**Descrição da tarefa:** Pode repetir, sem alterar nada, a passagem do texto sobre caridade e justiça, começando em "Contudo, havia quem" e seguindo até "exige a desigualdade."?

**Texto extraído:**
↓

Contudo, havia quem as censurasse pelo que chamavam de caridade mundana. E, para seu horror, havia quem renegasse a caridade porque estava condenada a desaparecer porque será substituída pela justiça. Porém, na sua opinião, mesmo que isso ocorra haverá espaço para o amor. Elas não seriam coisas opostas, até porque o mundo seria um lugar muito seco se houvesse somente a justiça. A partir de então ela faz um longo discurso em defesa do amor baseado na ideia de que se comparada a justiça a caridade é uma debilidade humana, uma verdadeira injustiça, quanto mais injusta mais santa ela é, assim coma a compaixão é o amor. A protagonista deixa implícito que os que defendem a justiça defendem a igualdade, enquanto o amor exige a desigualdade.

↑

[Trecho do conjunto de dados]

↓

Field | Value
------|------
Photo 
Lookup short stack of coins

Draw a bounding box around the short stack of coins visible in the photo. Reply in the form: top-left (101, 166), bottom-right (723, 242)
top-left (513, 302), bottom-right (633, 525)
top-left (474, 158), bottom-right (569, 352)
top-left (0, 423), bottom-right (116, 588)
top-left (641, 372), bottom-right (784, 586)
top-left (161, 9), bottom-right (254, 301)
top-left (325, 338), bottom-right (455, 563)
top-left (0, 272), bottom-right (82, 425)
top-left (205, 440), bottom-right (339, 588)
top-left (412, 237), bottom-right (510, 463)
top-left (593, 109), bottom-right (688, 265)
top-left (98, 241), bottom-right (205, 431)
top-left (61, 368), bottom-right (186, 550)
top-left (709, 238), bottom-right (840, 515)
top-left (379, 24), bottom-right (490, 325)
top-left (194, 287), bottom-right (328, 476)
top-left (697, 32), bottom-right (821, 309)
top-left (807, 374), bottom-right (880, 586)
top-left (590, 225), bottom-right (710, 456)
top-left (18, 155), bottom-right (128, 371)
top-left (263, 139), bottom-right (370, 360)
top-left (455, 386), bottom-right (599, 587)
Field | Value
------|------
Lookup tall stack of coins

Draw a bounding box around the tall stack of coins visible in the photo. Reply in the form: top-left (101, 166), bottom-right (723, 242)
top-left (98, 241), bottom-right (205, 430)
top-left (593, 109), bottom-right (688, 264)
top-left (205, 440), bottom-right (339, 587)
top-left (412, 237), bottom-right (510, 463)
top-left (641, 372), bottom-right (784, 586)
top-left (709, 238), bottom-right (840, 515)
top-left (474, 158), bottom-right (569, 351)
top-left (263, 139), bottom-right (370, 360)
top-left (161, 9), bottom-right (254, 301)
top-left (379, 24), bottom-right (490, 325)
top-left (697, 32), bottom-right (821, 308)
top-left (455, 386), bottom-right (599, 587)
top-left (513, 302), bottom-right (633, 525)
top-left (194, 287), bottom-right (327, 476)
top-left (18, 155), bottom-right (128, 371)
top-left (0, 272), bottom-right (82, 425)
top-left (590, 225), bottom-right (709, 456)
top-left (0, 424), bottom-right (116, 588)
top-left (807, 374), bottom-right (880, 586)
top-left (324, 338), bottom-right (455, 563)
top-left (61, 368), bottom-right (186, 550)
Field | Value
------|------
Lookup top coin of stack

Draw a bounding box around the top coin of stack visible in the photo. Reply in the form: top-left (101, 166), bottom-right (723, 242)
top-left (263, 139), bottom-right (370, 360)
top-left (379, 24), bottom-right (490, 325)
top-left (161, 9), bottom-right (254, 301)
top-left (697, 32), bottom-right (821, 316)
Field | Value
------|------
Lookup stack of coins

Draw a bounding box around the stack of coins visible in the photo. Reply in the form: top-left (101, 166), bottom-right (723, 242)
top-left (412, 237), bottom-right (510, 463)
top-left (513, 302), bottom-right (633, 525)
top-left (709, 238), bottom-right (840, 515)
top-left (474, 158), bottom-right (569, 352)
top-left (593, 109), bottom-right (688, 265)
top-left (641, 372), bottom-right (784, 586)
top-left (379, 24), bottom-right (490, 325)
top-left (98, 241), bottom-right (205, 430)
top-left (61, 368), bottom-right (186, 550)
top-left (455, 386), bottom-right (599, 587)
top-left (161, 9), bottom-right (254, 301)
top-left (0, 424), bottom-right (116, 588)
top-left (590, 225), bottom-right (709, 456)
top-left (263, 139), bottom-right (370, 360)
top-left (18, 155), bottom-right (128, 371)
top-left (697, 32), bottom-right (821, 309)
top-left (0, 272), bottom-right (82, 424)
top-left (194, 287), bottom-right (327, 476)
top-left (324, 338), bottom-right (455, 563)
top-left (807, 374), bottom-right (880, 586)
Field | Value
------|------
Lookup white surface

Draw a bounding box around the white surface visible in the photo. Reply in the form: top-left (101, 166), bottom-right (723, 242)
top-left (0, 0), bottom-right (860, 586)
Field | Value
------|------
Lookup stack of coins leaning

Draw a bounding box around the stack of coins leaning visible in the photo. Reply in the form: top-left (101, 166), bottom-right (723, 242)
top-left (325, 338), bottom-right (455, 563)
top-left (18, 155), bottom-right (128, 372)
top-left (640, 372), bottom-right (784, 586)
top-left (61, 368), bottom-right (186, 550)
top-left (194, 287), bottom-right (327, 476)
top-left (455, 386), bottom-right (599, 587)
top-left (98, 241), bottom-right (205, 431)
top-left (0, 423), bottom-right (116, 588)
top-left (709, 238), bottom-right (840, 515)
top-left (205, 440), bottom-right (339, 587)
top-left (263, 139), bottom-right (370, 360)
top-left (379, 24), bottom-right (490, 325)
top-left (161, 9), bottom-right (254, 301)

↑

**Resultado final:**
Contudo, havia quem as censurasse pelo que chamavam de caridade mundana. E, para seu horror, havia quem renegasse a caridade porque estava condenada a desaparecer porque será substituída pela justiça. Porém, na sua opinião, mesmo que isso ocorra haverá espaço para o amor. Elas não seriam coisas opostas, até porque o mundo seria um lugar muito seco se houvesse somente a justiça. A partir de então ela faz um longo discurso em defesa do amor baseado na ideia de que se comparada a justiça a caridade é uma debilidade humana, uma verdadeira injustiça, quanto mais injusta mais santa ela é, assim coma a compaixão é o amor. A protagonista deixa implícito que os que defendem a justiça defendem a igualdade, enquanto o amor exige a desigualdade.